What you have to do
For each line of the data below, copy it if it holds the word "should".
Top of Record set
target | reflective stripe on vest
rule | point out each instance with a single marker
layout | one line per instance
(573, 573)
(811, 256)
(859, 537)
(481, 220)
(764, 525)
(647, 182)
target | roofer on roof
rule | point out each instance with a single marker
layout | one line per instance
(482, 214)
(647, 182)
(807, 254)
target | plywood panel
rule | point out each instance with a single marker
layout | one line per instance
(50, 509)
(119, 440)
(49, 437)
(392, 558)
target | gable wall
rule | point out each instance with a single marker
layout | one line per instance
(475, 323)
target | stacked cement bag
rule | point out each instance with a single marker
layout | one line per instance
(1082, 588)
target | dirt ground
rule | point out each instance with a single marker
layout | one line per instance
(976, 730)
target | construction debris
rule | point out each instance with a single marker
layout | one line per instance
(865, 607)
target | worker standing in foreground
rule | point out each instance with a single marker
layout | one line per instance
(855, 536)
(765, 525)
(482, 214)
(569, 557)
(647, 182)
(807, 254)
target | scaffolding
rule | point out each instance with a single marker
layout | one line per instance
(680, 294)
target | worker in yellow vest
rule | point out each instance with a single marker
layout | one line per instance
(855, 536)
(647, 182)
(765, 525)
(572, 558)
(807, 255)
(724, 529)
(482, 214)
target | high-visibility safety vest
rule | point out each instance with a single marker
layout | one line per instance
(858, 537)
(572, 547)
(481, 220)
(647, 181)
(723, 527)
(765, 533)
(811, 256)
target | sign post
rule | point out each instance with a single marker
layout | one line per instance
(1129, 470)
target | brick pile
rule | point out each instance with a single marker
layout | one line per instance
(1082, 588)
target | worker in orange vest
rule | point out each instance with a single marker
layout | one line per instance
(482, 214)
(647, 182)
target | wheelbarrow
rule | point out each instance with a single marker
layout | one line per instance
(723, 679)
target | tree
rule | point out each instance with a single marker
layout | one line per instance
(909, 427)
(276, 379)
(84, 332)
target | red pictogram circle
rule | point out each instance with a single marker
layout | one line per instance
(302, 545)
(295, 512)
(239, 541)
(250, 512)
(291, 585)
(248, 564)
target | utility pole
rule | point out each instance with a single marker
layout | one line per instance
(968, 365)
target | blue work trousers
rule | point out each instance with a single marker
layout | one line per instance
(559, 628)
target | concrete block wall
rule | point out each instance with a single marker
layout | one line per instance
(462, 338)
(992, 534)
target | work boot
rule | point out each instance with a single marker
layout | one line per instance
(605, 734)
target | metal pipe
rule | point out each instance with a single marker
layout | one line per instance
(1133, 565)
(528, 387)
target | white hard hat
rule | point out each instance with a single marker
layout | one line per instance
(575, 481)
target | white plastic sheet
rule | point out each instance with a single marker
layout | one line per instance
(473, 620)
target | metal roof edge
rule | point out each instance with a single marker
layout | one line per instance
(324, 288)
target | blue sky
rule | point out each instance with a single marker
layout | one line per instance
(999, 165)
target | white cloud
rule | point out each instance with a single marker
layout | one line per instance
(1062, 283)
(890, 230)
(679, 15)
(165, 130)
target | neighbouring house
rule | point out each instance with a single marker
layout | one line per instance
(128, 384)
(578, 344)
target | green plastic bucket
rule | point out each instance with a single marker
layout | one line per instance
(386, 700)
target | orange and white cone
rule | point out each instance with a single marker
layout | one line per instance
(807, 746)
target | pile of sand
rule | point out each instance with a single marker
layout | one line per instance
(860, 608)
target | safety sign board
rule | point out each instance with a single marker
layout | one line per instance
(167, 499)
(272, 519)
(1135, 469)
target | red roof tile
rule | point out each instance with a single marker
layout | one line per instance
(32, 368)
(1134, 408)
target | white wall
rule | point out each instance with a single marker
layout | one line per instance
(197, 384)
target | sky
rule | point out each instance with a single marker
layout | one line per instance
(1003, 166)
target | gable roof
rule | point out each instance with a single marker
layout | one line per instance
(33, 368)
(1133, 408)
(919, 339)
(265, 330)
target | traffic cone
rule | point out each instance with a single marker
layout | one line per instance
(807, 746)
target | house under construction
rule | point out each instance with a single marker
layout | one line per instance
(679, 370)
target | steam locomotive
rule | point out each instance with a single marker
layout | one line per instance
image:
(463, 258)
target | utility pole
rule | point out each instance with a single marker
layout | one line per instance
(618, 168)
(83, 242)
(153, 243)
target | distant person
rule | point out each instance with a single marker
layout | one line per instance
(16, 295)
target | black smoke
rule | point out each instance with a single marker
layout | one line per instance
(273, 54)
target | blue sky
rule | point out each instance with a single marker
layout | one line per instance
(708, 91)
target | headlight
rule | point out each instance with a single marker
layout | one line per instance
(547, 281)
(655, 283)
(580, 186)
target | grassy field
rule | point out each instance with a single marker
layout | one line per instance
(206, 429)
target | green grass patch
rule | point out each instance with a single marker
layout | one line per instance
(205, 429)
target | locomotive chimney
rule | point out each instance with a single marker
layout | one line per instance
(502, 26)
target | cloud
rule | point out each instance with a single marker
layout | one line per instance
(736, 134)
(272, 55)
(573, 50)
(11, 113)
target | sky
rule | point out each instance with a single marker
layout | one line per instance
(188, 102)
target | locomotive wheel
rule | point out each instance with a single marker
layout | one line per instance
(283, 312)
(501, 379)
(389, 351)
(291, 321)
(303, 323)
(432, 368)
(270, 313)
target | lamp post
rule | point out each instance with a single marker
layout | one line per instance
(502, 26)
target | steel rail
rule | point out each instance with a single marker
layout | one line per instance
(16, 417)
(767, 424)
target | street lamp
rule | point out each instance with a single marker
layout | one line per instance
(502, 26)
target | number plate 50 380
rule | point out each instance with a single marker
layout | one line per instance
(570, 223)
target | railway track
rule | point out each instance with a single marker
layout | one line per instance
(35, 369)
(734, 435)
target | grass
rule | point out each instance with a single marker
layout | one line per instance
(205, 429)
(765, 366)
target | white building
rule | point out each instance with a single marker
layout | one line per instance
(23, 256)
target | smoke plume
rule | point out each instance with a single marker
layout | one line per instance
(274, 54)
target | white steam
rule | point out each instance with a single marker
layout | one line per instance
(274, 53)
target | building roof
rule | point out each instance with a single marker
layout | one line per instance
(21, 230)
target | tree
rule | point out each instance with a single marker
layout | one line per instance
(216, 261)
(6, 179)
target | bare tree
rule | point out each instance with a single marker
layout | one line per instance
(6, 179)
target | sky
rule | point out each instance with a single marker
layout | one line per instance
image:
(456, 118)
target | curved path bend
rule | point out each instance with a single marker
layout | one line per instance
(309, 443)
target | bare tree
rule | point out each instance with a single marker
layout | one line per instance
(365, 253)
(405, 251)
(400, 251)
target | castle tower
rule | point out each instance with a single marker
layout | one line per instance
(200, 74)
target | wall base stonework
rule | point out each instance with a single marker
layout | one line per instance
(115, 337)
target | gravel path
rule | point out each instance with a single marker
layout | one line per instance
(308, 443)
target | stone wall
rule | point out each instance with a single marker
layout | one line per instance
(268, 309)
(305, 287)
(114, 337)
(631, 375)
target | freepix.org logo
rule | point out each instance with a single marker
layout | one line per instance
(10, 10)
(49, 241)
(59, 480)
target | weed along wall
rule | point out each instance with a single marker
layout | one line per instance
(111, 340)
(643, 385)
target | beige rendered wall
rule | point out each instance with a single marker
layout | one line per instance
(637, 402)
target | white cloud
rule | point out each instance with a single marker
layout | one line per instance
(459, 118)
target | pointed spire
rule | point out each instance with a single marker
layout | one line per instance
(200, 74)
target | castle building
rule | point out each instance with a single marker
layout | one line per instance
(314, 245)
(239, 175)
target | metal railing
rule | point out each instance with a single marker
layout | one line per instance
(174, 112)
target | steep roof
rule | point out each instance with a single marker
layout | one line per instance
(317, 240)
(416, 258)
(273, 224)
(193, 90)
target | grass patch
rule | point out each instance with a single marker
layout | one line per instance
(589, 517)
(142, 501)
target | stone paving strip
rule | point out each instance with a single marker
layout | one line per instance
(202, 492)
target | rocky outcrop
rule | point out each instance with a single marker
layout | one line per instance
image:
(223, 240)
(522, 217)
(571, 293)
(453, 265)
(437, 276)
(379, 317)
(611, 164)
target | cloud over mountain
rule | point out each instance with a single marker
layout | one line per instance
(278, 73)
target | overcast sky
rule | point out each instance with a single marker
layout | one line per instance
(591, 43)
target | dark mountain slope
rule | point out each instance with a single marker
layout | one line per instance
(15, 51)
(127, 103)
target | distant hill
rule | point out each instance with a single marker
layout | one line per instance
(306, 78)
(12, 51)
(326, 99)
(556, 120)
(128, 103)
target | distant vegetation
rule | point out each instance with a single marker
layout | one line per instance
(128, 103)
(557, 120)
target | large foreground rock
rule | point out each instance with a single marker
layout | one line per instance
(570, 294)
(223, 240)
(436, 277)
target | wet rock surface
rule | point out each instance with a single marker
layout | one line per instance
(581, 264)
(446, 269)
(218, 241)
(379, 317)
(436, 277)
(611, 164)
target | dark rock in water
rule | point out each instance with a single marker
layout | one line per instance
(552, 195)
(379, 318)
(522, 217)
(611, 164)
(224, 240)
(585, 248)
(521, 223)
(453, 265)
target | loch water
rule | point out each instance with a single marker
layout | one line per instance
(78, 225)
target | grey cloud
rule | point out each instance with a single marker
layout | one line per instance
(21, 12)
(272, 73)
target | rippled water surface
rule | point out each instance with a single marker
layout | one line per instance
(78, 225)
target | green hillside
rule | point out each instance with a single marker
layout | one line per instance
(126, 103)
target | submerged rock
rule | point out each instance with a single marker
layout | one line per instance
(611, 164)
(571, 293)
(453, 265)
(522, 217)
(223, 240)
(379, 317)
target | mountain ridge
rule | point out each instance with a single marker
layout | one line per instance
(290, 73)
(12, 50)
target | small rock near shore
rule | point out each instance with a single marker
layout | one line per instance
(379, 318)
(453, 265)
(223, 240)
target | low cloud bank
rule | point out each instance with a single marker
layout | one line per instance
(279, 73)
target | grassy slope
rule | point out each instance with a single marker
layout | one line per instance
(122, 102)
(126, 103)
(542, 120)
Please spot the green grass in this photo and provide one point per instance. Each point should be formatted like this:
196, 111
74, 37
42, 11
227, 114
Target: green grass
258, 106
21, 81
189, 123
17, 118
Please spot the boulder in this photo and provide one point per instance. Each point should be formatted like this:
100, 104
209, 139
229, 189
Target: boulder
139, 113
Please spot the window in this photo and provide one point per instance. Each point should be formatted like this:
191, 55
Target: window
Bottom of Record set
Reply
Please spot the green grass in this photo and provide one point per instance. Each point should be formatted like this:
Please spot the boulder in this photo and provide one point per instance. Each point should be formatted like this:
Please spot the window in this photo and provide one point per instance. Each point should be formatted like this:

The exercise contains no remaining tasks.